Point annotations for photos
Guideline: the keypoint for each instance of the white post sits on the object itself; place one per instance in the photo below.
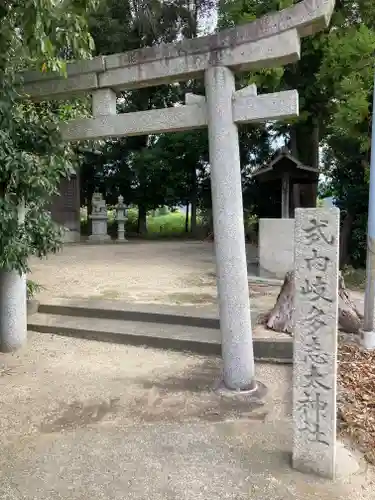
(231, 264)
(285, 193)
(13, 306)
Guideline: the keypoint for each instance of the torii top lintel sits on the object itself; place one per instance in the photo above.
(269, 41)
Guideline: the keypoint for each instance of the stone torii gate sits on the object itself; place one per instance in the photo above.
(271, 41)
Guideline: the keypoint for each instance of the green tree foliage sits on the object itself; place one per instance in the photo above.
(33, 158)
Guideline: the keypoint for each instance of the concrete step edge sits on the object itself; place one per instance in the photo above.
(265, 349)
(144, 313)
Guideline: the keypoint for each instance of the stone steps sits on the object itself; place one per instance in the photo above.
(189, 329)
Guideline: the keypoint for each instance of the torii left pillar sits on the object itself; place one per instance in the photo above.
(227, 206)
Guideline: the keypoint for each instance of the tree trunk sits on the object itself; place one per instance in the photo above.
(194, 198)
(142, 219)
(280, 318)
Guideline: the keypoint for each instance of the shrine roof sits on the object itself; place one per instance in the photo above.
(283, 160)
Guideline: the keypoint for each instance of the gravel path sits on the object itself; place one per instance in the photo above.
(177, 272)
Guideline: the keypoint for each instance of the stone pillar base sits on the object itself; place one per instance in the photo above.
(367, 339)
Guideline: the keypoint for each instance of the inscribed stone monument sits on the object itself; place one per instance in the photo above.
(271, 41)
(121, 217)
(315, 340)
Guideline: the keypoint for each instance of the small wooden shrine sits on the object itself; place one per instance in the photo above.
(298, 182)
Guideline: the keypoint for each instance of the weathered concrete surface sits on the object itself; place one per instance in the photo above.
(84, 420)
(229, 230)
(267, 345)
(13, 311)
(316, 267)
(158, 272)
(271, 40)
(276, 246)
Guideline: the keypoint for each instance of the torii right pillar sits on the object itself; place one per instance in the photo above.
(230, 249)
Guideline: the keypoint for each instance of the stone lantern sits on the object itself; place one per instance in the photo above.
(121, 218)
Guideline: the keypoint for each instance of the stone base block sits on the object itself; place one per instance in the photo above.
(367, 339)
(276, 246)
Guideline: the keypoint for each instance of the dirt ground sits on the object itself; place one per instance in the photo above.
(85, 420)
(177, 272)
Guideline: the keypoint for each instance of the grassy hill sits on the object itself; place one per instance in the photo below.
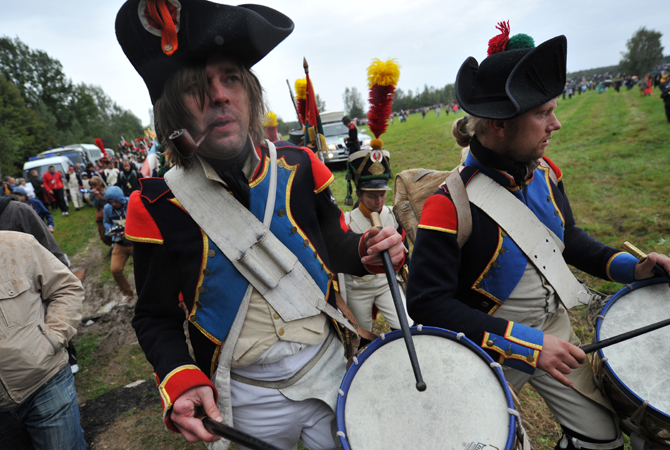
(614, 151)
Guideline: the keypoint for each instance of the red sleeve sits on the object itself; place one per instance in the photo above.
(176, 383)
(439, 214)
(140, 226)
(554, 167)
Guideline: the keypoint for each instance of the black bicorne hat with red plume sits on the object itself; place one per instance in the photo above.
(159, 37)
(515, 78)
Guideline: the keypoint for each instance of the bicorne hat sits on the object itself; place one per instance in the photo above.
(370, 170)
(515, 78)
(159, 37)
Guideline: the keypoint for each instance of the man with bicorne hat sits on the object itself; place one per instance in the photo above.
(490, 287)
(243, 234)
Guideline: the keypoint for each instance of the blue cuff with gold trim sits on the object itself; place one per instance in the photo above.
(621, 267)
(519, 348)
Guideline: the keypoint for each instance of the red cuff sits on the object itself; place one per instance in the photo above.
(362, 251)
(176, 383)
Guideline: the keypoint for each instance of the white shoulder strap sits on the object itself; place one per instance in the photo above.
(542, 247)
(254, 251)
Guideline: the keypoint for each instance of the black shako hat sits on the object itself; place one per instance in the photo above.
(512, 82)
(159, 37)
(370, 170)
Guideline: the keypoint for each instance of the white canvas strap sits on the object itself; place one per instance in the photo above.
(542, 247)
(255, 252)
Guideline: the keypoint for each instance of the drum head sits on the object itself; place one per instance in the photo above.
(640, 365)
(464, 406)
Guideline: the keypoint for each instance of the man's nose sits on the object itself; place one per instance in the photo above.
(217, 91)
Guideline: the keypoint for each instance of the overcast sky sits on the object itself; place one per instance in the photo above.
(430, 39)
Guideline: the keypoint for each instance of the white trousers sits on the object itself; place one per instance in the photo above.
(363, 294)
(571, 409)
(266, 414)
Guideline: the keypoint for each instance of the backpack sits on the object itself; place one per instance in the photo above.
(412, 188)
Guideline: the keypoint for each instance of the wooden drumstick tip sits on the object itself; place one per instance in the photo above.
(633, 250)
(376, 220)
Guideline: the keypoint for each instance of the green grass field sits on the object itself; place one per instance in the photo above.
(614, 151)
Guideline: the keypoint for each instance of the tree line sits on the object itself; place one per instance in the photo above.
(40, 108)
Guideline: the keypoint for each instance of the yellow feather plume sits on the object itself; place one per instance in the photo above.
(383, 73)
(301, 89)
(270, 119)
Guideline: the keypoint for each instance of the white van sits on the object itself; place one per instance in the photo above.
(92, 151)
(60, 163)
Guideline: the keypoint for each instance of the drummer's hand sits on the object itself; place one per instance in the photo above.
(183, 414)
(559, 357)
(645, 269)
(377, 240)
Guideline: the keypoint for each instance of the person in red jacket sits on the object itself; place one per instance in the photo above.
(53, 184)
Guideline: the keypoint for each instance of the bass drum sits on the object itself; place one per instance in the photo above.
(466, 406)
(635, 374)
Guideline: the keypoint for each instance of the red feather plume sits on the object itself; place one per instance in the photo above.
(98, 142)
(498, 43)
(381, 104)
(302, 108)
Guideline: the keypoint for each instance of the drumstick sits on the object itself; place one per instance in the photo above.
(236, 436)
(397, 301)
(633, 250)
(625, 336)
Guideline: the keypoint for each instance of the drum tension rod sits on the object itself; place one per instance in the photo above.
(633, 250)
(400, 310)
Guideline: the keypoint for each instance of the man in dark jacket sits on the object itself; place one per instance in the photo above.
(505, 300)
(237, 327)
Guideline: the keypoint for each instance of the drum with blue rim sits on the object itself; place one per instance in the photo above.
(635, 374)
(467, 404)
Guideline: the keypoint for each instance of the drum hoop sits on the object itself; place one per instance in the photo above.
(632, 396)
(433, 331)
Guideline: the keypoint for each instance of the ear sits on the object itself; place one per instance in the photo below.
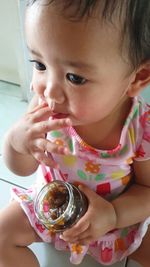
(140, 81)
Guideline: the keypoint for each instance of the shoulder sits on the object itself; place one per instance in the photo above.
(33, 103)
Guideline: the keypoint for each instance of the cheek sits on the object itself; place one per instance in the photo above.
(38, 86)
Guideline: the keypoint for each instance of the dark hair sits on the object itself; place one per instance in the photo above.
(136, 21)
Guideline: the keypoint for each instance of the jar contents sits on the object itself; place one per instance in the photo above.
(59, 205)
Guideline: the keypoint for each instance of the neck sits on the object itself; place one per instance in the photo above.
(108, 130)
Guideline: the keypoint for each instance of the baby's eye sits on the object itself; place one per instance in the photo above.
(38, 65)
(75, 79)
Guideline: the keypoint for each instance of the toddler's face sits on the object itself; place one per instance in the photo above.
(78, 67)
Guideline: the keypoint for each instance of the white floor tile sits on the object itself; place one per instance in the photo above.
(6, 174)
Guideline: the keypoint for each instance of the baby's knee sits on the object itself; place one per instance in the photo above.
(4, 233)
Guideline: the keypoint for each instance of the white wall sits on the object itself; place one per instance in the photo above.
(14, 66)
(9, 44)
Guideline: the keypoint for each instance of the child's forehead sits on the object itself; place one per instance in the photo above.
(79, 9)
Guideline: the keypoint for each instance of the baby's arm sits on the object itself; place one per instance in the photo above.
(20, 163)
(133, 206)
(26, 143)
(102, 216)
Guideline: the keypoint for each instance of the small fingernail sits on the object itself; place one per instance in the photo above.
(68, 122)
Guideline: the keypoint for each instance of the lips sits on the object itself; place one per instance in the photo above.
(59, 116)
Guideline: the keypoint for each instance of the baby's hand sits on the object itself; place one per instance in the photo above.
(99, 219)
(28, 135)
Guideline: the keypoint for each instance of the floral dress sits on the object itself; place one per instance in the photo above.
(107, 172)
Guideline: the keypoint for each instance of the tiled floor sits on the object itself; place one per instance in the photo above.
(11, 108)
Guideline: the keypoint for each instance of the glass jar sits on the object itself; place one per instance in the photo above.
(59, 205)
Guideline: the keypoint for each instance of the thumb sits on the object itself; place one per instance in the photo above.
(90, 194)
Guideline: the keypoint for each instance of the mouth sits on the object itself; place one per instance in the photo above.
(59, 116)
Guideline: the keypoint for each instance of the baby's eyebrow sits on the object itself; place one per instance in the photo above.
(79, 65)
(74, 64)
(33, 52)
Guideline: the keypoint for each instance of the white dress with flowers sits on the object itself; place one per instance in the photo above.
(107, 172)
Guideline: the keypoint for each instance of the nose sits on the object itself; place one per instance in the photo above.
(54, 92)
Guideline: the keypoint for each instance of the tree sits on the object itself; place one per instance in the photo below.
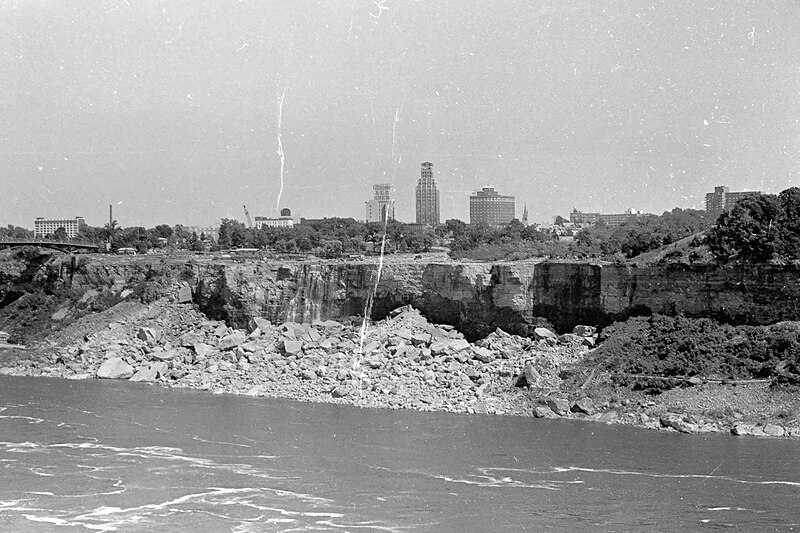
(60, 234)
(789, 223)
(232, 234)
(748, 232)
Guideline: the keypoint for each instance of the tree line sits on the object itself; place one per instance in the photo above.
(516, 241)
(330, 237)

[What the task asks]
Quote exactly the lines from the line that contains "Guideline: the keypoint for each instance of the mouth" through the last line of the listing, please, leaving out all pictures.

[Reply]
Guideline: the keypoint for each instance of the mouth sits on the object itself; place one per instance in the photo above.
(59, 116)
Guideline: the keypoint for each instance of the baby's eyebrow sits on the object itself; place one per instance in the photo above.
(79, 65)
(74, 64)
(33, 52)
Guideline: the keypoint for each instance of the white dress with flowers sits on the object itself; place one per instance in the photo above.
(107, 172)
Guideline: the keypoint for each instance of the nose sits on the object itself; place one per instance in the photo above.
(54, 92)
Guideline: the keypoint for each instance of the tree sits on the object itself; place one per instance in the photo below.
(60, 234)
(789, 223)
(232, 234)
(748, 232)
Guideline: the keypoint for each instance of the tree line sits on the object itself; place one per instance in the photo above.
(516, 241)
(330, 237)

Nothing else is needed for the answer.